═════ Document section ═════
# chainless bicycle



## bikiba (Apr 19, 2014)

Original 1897 Stearns chainless Bicycle. I had not seen a chainless bike with a crankshaft. Very cool.

Anyone have something similar?

btw - i cant upload my own pics? anyone else having that problem?


----------



## Boris (Apr 19, 2014)

I'm still having a problem with some photos loading. Something is definitely askew, but with mine, I think it's a browser problem. Here's a thread I recently posted. You may find something here that works for you.
http://thecabe.com/vbulletin/showthread.php?56769-Can-t-post-pictures


----------



## MrColumbia (Apr 19, 2014)
═════ Raw data ═════
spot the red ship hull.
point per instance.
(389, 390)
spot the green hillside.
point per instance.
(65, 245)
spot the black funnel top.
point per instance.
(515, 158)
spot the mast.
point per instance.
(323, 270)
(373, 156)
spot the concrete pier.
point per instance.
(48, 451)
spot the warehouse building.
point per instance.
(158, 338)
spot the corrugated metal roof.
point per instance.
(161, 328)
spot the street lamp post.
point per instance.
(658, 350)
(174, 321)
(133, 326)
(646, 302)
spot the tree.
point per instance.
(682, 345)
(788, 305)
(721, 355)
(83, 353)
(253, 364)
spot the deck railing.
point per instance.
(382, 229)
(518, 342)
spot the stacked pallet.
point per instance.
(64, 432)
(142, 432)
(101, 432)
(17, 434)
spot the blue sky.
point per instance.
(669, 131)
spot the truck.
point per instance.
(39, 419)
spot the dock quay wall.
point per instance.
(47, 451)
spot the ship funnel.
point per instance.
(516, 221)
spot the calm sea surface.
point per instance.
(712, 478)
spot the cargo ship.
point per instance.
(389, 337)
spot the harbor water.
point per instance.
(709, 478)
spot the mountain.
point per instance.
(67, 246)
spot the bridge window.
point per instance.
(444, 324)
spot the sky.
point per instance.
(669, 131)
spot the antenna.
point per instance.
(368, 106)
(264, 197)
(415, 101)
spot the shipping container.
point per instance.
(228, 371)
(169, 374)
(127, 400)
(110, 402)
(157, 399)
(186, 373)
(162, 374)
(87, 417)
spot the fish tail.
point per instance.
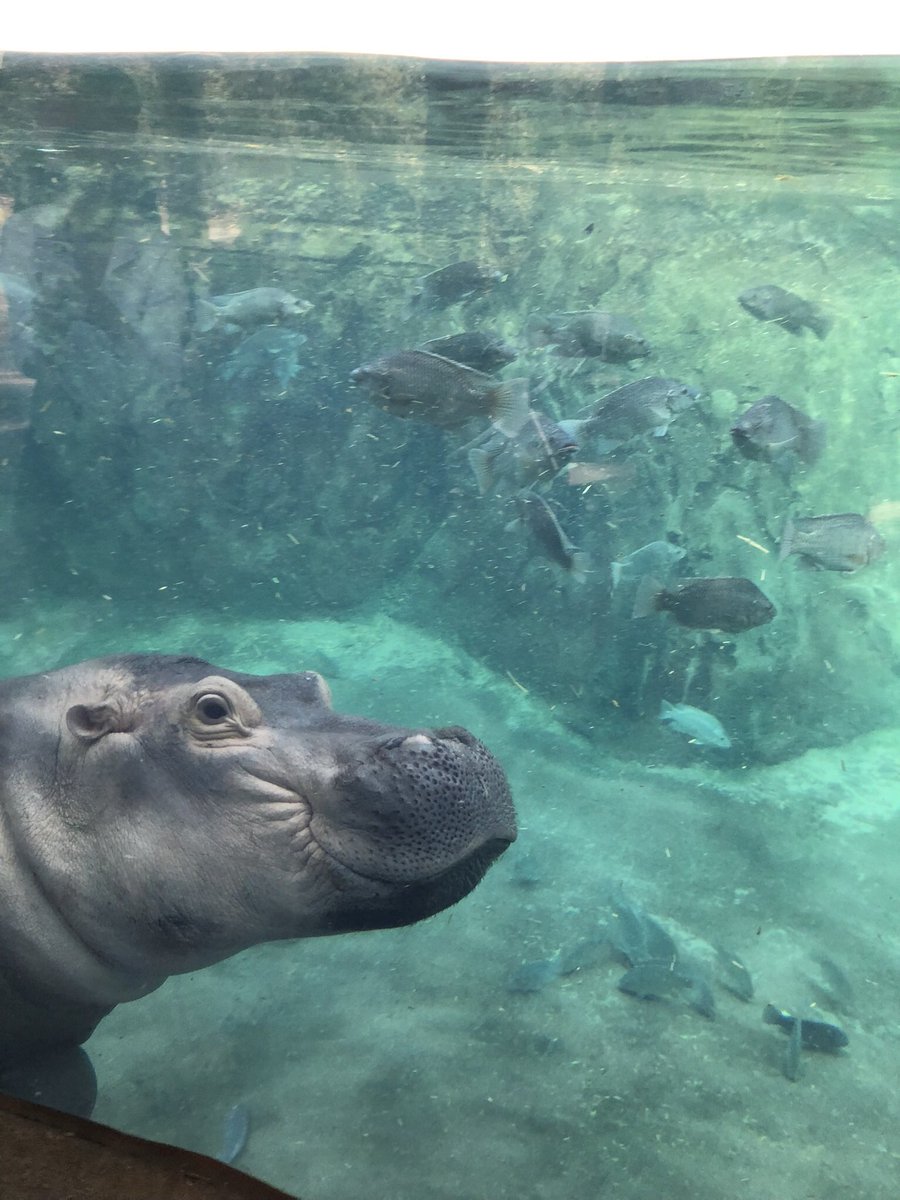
(786, 545)
(510, 407)
(647, 598)
(580, 567)
(207, 316)
(481, 462)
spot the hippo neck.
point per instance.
(45, 964)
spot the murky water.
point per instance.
(184, 475)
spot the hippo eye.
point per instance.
(213, 709)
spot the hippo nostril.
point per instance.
(417, 742)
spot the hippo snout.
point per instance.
(423, 813)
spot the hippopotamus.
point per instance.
(159, 814)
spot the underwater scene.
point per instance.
(557, 403)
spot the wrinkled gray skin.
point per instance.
(159, 814)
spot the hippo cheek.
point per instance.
(411, 825)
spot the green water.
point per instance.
(167, 489)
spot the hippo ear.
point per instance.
(93, 721)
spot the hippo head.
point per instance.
(163, 814)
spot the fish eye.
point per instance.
(213, 708)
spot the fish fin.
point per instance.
(647, 598)
(773, 1015)
(205, 317)
(580, 567)
(786, 544)
(510, 408)
(820, 323)
(573, 426)
(481, 462)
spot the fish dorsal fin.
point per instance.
(509, 407)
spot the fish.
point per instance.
(655, 558)
(235, 1132)
(838, 541)
(454, 283)
(534, 976)
(775, 305)
(791, 1062)
(727, 603)
(613, 475)
(475, 349)
(588, 334)
(772, 429)
(636, 936)
(269, 351)
(419, 385)
(538, 451)
(814, 1035)
(663, 979)
(646, 406)
(16, 385)
(244, 310)
(589, 952)
(733, 975)
(700, 727)
(537, 516)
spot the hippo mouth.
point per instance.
(371, 904)
(411, 825)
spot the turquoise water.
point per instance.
(228, 493)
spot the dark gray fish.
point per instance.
(537, 516)
(664, 979)
(243, 310)
(773, 304)
(814, 1035)
(534, 976)
(839, 541)
(481, 352)
(637, 937)
(419, 385)
(539, 451)
(732, 975)
(646, 406)
(701, 727)
(591, 334)
(235, 1132)
(772, 430)
(456, 282)
(727, 603)
(269, 352)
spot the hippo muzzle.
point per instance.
(419, 816)
(159, 814)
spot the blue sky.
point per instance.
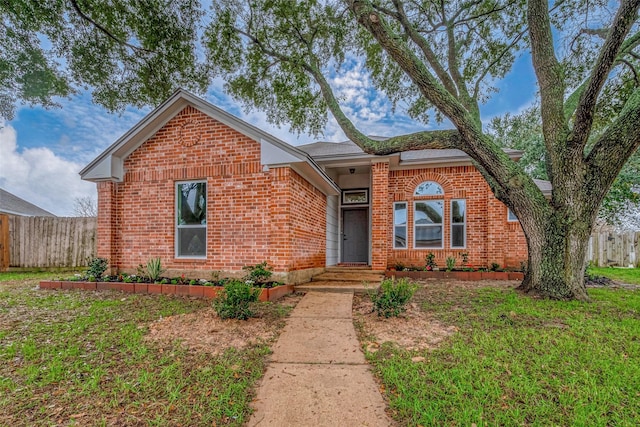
(42, 151)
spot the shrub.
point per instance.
(258, 273)
(235, 300)
(451, 262)
(152, 270)
(97, 267)
(392, 297)
(431, 261)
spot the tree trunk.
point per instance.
(557, 259)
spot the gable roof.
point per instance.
(14, 205)
(326, 150)
(348, 150)
(109, 165)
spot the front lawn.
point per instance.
(80, 358)
(622, 275)
(517, 360)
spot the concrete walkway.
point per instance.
(318, 375)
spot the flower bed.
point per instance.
(198, 291)
(458, 275)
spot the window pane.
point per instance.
(457, 236)
(192, 241)
(429, 188)
(458, 209)
(400, 238)
(429, 237)
(192, 203)
(400, 214)
(428, 212)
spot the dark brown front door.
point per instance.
(355, 235)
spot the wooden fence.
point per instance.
(611, 249)
(46, 242)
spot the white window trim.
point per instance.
(177, 226)
(439, 191)
(464, 224)
(406, 225)
(426, 226)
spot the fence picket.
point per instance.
(50, 242)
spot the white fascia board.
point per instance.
(272, 155)
(107, 168)
(275, 154)
(322, 183)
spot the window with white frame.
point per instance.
(191, 219)
(458, 224)
(429, 188)
(427, 221)
(400, 225)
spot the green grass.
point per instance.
(79, 358)
(517, 360)
(623, 275)
(30, 275)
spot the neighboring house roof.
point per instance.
(14, 205)
(109, 166)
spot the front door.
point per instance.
(355, 235)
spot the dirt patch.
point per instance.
(205, 331)
(412, 330)
(416, 329)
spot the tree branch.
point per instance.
(137, 49)
(619, 141)
(623, 21)
(548, 70)
(423, 45)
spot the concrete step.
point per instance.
(351, 276)
(337, 286)
(348, 269)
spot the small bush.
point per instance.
(235, 300)
(152, 270)
(97, 267)
(430, 261)
(392, 297)
(451, 262)
(258, 273)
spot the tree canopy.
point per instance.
(434, 60)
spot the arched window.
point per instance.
(429, 188)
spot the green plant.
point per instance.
(399, 266)
(451, 262)
(235, 300)
(392, 297)
(97, 267)
(431, 261)
(153, 269)
(258, 273)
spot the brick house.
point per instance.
(206, 191)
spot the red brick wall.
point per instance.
(380, 216)
(249, 216)
(308, 209)
(490, 238)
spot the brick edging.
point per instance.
(197, 291)
(458, 275)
═════
> **What you are asked to do**:
Answer these questions about the chainless bicycle thread above:
1. What year is the Stearns chainless bicycle?
2. What part had bikiba never seen on a chainless bike?
3. What does Boris think is behind his trouble with photos loading?

> **Exercise response**:
1. 1897
2. A crankshaft
3. A browser problem